● **YOUR ASSIGNMENT**
Where does the word "below" show up in the records? Copy every line that has it.

● **DATA FOR REVIEW**
- - - - - - -
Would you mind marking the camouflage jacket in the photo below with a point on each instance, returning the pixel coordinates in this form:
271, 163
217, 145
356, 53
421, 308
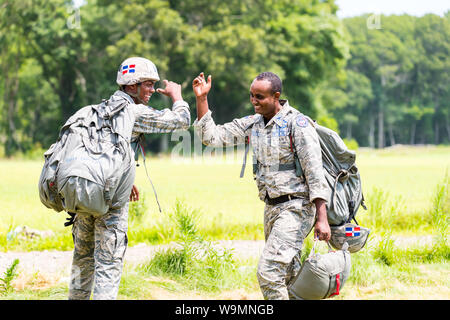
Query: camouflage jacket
272, 150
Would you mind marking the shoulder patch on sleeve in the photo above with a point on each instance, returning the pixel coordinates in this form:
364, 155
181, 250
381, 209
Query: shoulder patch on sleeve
301, 121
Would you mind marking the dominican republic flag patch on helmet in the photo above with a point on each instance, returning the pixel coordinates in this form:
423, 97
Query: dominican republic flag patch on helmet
352, 231
128, 68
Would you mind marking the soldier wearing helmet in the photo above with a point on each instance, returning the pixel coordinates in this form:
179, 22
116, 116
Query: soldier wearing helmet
100, 243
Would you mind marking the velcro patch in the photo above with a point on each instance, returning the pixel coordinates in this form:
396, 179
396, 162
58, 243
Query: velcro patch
301, 121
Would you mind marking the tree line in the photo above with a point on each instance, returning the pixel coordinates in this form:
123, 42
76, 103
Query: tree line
378, 86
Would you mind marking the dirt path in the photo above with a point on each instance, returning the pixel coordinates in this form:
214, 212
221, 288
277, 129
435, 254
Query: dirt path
59, 262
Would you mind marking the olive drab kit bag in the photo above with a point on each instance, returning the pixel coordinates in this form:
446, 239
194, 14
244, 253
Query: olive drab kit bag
90, 168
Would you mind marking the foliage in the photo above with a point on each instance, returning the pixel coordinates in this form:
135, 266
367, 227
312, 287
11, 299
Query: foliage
9, 275
57, 58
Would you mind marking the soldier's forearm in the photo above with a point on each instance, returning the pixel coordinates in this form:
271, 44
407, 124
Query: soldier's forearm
321, 209
202, 106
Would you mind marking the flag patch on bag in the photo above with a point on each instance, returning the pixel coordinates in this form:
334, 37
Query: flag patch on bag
128, 68
352, 231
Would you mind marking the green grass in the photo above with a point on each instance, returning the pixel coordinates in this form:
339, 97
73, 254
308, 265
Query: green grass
406, 191
399, 185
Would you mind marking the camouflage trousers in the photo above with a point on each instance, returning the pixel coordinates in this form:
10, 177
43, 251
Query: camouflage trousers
286, 225
99, 250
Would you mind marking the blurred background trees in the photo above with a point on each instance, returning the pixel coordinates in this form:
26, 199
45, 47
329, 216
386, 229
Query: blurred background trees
378, 86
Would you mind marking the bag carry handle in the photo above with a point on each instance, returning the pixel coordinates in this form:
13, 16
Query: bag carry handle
338, 285
313, 250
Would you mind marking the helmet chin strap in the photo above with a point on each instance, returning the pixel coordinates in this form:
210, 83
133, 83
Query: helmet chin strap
137, 95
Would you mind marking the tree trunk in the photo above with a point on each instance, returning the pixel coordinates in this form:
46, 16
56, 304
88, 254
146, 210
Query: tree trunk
349, 131
372, 132
380, 129
391, 134
436, 132
413, 133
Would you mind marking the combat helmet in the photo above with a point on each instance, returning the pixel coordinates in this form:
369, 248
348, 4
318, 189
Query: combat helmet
355, 235
136, 70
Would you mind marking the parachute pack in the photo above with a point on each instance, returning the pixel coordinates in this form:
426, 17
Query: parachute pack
90, 168
345, 192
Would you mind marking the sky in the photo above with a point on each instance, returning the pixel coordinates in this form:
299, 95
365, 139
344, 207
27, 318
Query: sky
349, 8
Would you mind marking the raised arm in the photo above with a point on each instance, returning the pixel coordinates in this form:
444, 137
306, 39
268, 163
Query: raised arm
201, 89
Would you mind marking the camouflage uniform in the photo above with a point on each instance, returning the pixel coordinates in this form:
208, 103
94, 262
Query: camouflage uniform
286, 224
100, 243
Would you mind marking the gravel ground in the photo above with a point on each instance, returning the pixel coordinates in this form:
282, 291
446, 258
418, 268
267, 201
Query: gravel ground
59, 262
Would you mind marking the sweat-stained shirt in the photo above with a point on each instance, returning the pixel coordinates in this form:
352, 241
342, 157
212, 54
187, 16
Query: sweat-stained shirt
272, 150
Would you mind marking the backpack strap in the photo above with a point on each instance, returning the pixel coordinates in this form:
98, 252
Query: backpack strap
247, 147
298, 166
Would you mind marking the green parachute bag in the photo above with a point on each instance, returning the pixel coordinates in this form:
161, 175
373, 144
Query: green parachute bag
322, 276
342, 175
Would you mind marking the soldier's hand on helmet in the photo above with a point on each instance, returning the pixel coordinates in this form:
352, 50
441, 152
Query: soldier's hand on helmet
172, 90
322, 230
201, 86
134, 196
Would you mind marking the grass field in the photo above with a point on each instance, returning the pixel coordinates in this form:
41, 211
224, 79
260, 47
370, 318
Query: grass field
406, 176
406, 191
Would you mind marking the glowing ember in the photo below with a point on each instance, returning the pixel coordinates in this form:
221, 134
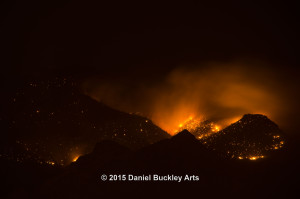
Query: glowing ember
255, 157
75, 158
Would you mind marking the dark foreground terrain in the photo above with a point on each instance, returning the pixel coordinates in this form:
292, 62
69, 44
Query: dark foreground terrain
210, 175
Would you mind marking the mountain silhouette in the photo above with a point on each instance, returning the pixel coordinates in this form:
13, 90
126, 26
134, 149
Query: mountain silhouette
54, 118
180, 155
254, 135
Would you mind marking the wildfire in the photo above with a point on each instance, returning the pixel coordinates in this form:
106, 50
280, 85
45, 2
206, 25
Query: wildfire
75, 158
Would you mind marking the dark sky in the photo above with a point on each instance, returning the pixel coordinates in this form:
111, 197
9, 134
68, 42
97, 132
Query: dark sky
102, 37
138, 41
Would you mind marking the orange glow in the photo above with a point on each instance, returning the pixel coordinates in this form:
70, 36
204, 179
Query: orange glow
75, 158
255, 157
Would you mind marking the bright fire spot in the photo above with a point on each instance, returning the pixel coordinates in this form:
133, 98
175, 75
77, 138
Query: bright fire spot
255, 157
75, 158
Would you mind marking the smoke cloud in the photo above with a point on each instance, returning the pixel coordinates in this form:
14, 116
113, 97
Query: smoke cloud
222, 93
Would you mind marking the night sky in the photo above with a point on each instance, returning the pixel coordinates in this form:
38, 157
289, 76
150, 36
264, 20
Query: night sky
135, 46
92, 87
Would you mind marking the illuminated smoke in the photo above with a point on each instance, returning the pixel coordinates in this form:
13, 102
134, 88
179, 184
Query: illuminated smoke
221, 93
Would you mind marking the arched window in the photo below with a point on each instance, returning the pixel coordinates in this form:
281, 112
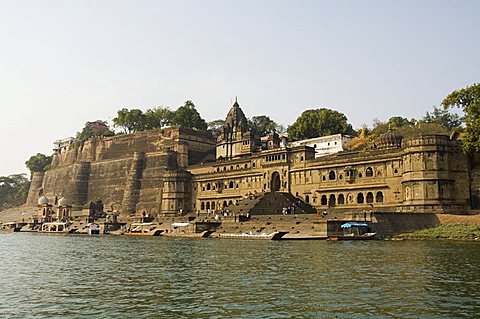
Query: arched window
331, 175
369, 172
379, 197
331, 200
369, 197
360, 198
323, 200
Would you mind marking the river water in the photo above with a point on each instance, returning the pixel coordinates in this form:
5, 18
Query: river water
49, 276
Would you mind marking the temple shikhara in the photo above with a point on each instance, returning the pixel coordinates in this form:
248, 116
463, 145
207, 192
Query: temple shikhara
169, 170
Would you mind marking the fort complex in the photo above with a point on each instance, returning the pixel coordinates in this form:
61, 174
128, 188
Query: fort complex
168, 170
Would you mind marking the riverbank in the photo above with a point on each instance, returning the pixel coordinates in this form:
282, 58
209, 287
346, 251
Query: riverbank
456, 227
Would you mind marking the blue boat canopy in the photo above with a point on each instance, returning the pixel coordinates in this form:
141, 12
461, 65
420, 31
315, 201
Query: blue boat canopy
354, 224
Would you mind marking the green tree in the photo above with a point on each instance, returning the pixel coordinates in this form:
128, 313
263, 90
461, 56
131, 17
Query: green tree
13, 190
398, 121
468, 99
95, 128
262, 125
320, 122
38, 163
443, 117
130, 120
158, 117
188, 116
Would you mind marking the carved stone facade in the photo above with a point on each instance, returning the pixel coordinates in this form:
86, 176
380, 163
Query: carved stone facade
169, 170
421, 174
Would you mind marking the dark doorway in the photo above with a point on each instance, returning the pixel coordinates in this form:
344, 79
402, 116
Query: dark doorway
275, 183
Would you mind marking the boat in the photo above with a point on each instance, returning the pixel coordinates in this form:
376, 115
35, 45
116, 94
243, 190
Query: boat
265, 236
32, 227
354, 231
56, 228
143, 229
90, 229
10, 227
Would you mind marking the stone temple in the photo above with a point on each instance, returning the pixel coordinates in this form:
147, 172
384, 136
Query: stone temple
168, 170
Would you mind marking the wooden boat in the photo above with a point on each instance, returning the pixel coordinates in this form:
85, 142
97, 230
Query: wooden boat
265, 236
365, 236
31, 228
354, 231
89, 229
56, 228
10, 227
143, 229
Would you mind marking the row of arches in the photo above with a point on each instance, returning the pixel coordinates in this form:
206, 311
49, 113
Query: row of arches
206, 205
341, 199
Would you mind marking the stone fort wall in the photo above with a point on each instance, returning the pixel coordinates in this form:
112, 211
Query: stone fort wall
128, 173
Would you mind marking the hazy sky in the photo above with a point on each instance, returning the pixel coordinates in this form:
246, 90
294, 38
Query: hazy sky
63, 63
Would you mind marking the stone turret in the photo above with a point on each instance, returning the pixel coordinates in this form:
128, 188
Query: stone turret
435, 176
- - - - - - -
● **RESPONSE TO THIS TASK**
Would you mind marking the camouflage jacket in the photo below with a point on each instance, returning the pixel coordinates in this form:
Would you mind marking the glowing ember in the photo below with a point on each instance, returning the pixel coordinates in this form:
Would you mind marking the arched window in the photo below with a point on each instance, returning the pixel coordinates in this form:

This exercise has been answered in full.